### RECORDED INFORMATION
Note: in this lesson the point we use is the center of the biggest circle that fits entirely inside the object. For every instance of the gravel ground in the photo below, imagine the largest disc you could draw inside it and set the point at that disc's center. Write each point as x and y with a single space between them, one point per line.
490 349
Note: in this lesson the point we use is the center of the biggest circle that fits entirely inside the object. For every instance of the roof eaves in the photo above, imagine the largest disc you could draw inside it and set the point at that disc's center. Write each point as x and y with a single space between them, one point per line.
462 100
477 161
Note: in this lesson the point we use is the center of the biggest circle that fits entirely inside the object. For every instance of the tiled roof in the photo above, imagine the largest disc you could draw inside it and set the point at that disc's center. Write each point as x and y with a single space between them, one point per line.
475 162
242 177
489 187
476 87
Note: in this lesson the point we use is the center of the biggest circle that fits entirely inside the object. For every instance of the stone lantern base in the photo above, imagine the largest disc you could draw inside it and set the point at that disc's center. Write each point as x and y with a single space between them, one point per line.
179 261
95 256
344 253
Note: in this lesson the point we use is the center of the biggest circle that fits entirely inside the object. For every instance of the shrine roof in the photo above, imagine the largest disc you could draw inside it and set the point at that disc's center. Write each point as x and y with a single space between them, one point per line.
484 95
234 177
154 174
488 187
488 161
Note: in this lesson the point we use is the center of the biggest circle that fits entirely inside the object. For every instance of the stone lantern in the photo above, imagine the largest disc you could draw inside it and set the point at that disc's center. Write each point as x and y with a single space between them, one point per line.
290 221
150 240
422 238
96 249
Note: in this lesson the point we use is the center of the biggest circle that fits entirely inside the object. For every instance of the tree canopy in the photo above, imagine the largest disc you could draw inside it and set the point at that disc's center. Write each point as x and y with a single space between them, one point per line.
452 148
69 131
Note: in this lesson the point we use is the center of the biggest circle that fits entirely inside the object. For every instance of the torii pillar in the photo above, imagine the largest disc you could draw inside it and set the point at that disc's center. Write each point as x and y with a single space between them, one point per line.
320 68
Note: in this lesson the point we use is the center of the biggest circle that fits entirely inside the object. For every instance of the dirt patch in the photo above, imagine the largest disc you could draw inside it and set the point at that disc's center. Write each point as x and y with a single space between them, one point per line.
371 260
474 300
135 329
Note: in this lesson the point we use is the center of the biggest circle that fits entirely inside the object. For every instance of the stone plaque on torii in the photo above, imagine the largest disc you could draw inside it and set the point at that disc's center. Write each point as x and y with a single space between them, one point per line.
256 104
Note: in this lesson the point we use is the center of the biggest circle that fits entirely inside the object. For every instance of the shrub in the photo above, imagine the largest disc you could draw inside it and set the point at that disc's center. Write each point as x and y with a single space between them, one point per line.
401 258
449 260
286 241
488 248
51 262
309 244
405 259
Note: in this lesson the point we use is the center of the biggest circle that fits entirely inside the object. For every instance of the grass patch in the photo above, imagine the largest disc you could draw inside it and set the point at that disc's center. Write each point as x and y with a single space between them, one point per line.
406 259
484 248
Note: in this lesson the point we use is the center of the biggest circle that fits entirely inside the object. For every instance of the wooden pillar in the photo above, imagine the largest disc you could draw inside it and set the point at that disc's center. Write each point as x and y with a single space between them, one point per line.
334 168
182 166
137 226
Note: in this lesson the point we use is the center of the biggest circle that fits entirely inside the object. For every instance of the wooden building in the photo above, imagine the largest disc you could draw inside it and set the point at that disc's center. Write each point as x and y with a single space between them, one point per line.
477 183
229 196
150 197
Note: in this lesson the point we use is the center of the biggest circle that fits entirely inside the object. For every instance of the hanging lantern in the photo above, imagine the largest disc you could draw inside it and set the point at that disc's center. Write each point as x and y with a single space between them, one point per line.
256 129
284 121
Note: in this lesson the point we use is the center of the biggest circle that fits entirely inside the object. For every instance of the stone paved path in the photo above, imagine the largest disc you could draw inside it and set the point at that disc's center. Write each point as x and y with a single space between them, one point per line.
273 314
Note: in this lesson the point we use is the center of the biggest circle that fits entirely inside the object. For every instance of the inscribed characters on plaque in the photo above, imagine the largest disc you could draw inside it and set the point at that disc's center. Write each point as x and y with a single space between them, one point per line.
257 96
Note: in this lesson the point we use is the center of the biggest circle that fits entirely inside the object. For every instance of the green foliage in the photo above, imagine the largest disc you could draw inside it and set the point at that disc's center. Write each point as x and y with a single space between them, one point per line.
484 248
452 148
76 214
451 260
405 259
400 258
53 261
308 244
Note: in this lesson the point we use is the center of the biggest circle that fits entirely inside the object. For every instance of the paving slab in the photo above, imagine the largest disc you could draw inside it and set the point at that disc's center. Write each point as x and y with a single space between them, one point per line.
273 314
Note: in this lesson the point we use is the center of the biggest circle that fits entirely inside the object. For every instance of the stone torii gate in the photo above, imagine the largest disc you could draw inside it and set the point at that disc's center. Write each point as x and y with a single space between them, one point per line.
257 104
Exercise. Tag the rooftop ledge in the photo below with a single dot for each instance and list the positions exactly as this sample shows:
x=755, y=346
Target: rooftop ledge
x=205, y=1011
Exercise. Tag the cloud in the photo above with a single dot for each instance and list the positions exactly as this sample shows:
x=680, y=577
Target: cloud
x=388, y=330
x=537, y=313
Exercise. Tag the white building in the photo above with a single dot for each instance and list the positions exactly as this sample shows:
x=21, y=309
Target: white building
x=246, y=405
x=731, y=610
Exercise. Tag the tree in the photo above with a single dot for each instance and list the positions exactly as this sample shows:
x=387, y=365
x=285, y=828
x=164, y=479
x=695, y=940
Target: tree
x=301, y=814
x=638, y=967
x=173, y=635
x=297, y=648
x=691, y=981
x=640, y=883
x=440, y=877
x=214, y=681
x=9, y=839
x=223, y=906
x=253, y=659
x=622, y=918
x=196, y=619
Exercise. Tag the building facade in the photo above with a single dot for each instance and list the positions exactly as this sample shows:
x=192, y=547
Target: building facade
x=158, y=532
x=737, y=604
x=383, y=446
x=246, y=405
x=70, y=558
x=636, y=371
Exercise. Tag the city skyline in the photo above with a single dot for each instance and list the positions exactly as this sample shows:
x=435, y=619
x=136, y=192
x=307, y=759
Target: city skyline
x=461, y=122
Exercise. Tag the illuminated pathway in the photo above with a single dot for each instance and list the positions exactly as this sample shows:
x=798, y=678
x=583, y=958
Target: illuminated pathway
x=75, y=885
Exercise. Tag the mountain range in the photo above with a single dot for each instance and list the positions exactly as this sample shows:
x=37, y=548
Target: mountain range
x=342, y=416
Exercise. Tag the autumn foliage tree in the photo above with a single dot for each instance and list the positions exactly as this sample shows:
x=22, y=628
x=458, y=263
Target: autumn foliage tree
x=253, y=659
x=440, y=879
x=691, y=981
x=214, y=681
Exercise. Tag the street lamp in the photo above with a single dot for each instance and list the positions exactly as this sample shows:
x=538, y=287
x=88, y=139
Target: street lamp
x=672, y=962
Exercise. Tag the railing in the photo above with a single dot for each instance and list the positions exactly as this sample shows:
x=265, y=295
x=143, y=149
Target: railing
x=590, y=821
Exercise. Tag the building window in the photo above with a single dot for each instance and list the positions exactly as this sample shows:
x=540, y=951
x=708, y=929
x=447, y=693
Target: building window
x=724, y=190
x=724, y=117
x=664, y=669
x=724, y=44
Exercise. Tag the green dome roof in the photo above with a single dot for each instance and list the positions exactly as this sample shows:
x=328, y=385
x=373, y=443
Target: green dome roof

### STATED TASK
Reproduce the lines from the one containing "Exercise. Tag the street" through the one containing "x=672, y=962", inclusive, switching "street lamp" to "lamp post" and leaving everything else unaltered.

### THE RESULT
Exercise. Tag the lamp post in the photo above with a single dot for each instance and list the positions exactly as this sample shows:
x=538, y=287
x=88, y=139
Target: lamp post
x=672, y=962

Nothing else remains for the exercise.